* Start *

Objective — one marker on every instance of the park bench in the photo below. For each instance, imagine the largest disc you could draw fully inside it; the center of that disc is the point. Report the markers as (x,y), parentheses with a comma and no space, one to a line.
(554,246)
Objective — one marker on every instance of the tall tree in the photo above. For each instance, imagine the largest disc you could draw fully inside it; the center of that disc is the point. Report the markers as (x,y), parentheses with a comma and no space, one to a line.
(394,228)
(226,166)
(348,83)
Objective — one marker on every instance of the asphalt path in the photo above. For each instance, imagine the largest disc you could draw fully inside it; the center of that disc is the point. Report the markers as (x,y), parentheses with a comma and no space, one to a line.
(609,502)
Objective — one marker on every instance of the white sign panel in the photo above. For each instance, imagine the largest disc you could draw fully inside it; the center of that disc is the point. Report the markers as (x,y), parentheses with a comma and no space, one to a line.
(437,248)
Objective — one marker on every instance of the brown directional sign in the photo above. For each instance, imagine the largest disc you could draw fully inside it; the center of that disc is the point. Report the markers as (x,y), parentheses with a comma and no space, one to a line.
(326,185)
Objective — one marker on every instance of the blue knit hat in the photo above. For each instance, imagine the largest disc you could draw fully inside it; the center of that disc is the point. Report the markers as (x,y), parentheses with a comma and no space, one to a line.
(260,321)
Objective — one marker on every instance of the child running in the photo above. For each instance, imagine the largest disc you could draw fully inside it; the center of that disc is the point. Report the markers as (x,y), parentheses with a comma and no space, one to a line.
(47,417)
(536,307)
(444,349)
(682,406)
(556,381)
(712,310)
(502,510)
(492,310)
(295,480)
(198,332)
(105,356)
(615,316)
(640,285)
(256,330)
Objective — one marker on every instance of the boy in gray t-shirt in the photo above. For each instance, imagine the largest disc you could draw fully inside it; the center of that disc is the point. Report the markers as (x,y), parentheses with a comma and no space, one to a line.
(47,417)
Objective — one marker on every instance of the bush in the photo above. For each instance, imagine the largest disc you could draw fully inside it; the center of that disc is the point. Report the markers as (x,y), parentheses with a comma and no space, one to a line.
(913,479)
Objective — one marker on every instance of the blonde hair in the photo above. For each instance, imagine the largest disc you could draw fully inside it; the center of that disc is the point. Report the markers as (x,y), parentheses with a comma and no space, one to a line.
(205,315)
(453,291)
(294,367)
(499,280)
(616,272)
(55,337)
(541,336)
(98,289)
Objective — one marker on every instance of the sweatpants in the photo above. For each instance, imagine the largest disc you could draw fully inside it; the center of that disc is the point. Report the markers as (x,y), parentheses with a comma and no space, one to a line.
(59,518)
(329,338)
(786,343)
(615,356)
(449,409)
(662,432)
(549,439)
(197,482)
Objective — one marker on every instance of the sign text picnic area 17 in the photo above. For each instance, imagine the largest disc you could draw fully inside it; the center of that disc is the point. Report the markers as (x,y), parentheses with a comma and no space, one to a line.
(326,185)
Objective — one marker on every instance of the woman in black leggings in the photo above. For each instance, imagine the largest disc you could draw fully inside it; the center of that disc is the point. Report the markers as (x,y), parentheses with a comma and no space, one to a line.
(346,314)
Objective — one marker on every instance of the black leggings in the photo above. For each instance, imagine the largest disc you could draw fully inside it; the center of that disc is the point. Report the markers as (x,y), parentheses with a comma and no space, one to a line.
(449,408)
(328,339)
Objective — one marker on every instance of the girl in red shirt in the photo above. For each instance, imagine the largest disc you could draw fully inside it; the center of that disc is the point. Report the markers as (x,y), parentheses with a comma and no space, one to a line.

* End *

*WORK TO DO:* All the data must be duplicated exactly, with nothing added or removed.

*COMPLETE OUTPUT:*
Objective — one marker on every instance of the park bench in the photo below. For each instance, imagine the largest disc you could draw fully inside it; the center of that disc is the point. Report the markers as (x,y), parentheses with a comma and no space, one to a line.
(554,246)
Objective — one marker on every instance of the tall tree in the photo above. For each instance, imagine the largest disc you could draw fully inside it; the center of that disc is the point. Report the markers as (x,y), parentheses with a comma and no space, one to a line.
(394,228)
(226,166)
(348,83)
Objective — one marker on every instance of the asphalt path in the photo above. For each instance, imagine the largest disc you could draw fully inside it; the center of that disc is the point. Report the markers as (x,y), parentheses with a comma and no space, one to a line.
(609,502)
Objective — one marker on every instance of the white sign panel in the photo above. For each instance, imagine the largest disc you could draw fully inside it; the center of that disc is the point. Report the markers as (x,y), parentheses with a comma and no space, one to a line.
(437,248)
Objective — one marker on every instance of the brown directional sign in the photo above. For each instance, imagine the largest disc you could draw fully inside it; the center of that disc is the point. Report the markers as (x,y), parentheses with a comma and no space, one to a line.
(326,185)
Objective — one marker on every instance of the blue knit hat in the photo above. For each instance, imagine the largest disc you could draw fully inside it; the center of that disc is the point. Report the markers as (x,y), parentheses with a comma and no space, one to a line.
(260,321)
Objective — one marker on every instance of the child running in the photo above. For each instance, imagine the largest disc you could draw fully inside it; the center of that disc is the point. Report the markers as (x,y), parentheses with a comma and no space, one to a line.
(47,417)
(536,307)
(444,349)
(682,406)
(556,381)
(712,310)
(502,510)
(492,310)
(295,480)
(198,332)
(105,356)
(615,316)
(640,285)
(256,330)
Objective — one marker on every instance of the boy in gray t-shirt in the photo above. For each instance, imagine the largest disc you could draw fully inside it; the center of that disc is the point. Report the markers as (x,y), parentheses with a comma and no space, one to a line.
(47,417)
Objective — one marker on every instance of the bush in the photo above. For each instance, imagine the largest disc you could draw fully inside it; the center of that disc is the point. Report the markers as (x,y), parentheses with a comma and no space, one to a line.
(913,479)
Objective — one marker on every instance of the blonde hair in the photo above. For each instance, imagine the largest disc you could draw fully inside it; the center of that disc is the point. Report the markers as (x,y), parentheses with a comma and no space, one to a line.
(205,315)
(453,291)
(294,367)
(499,280)
(616,272)
(55,337)
(541,336)
(98,289)
Objective — one marker on every instance of the sweatpants in the photo above. For each instance, imagine the largest disc you could draw fully inside it; the center of that disc is the point. Report the markers as (x,y), parentheses with a comma and no space, one to a line.
(59,518)
(329,338)
(786,343)
(615,356)
(449,409)
(662,432)
(549,439)
(197,482)
Objective — one marker on every instance of the sign text picnic area 17 in the photo above. For each instance, imagine the largest disc you could draw fully inside it; the center of that disc is the point. Report the markers as (x,y), parentheses with a comma and no space, one to a line.
(326,185)
Objective — one marker on every instance of the woman in black leggings in the photo above. For each instance, imagine the largest disc you could draw fully inside it; the center of that disc is the point. Report the markers as (x,y), parentheses with a comma and no space, one to a line.
(346,314)
Objective — one marker on every instance of the black leggings in the photo above. For each instance, imagine the largest disc you could draw fully inside it; the center of that disc is the point. Report the markers as (x,y), parentheses with a comma and no space, one to a line.
(449,408)
(328,339)
Objective — one marker on every instance of the girl in red shirt in the photo above. For each instance, imagine the largest disc you could draw fully inside it; the center of that disc is the point. Report the markers as (x,y), parentheses with a comma and no space, one to a line.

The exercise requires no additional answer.